(Data records begins)

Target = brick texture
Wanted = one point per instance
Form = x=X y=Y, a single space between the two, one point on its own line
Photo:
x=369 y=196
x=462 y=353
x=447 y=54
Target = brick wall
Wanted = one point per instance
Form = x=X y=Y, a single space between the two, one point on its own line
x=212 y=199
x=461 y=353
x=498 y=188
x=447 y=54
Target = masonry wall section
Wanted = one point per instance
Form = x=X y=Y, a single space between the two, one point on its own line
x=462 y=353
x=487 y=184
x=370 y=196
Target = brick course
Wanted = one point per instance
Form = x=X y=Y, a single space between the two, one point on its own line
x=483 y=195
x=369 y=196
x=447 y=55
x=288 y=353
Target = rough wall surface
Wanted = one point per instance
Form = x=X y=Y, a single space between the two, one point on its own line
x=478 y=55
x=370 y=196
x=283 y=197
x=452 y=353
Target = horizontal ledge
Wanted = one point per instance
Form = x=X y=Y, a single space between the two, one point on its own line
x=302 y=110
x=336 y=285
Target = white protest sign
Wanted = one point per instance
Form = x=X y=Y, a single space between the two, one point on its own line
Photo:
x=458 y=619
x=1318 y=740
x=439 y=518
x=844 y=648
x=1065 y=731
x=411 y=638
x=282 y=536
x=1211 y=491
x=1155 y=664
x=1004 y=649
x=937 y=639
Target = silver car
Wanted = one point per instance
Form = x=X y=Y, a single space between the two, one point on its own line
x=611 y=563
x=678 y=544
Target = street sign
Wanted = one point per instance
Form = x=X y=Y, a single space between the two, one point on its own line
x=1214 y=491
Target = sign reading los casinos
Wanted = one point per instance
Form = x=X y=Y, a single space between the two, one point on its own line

(Data records ends)

## Your instructions:
When you answer, repeat each entry exactly as it appears above.

## Exercise result:
Target = brick texture
Wanted = one point per instance
Form = x=X y=Y, a single space between the two, one point on its own line
Photo:
x=369 y=196
x=462 y=353
x=447 y=54
Target = brick wall
Wanted = one point per instance
Form = x=X y=Y, a single space between the two, one point on its own line
x=212 y=199
x=461 y=353
x=498 y=188
x=447 y=54
Target = masonry wall section
Wanted = one point per instance
Form = x=X y=Y, a single space between the two, one point on its own line
x=462 y=353
x=487 y=184
x=370 y=196
Target = brick course
Wanted = one point per instance
Form = x=X y=Y, a single space between the two, one point on its own line
x=483 y=195
x=369 y=196
x=447 y=55
x=288 y=353
Target = rough wall surface
Wanted = one point per instance
Form = x=X y=Y, a single space between the two, one point on its own line
x=478 y=55
x=370 y=196
x=283 y=197
x=452 y=353
Target = horizontal ledge
Wanted = one point per instance
Form = x=X y=Y, a single space between the two, one point on its own line
x=302 y=110
x=336 y=285
Target = white protest sign
Wanted = one point per instance
Form = x=X y=Y, a single space between the two, one point on its own line
Photo:
x=458 y=619
x=1318 y=740
x=439 y=518
x=844 y=648
x=1065 y=731
x=411 y=638
x=282 y=536
x=1211 y=491
x=1155 y=664
x=1004 y=649
x=937 y=639
Target = silver car
Wanted = one point per instance
Form = x=X y=Y, a single space between the two, one point on its own line
x=611 y=563
x=678 y=544
Target = street sign
Wanted = one point per instance
Form = x=X y=Y, a single space between the two, one point on its own line
x=1214 y=491
Target = sign reading los casinos
Wanted = one point per instance
Form = x=X y=Y, a single space between the two, one point on its own line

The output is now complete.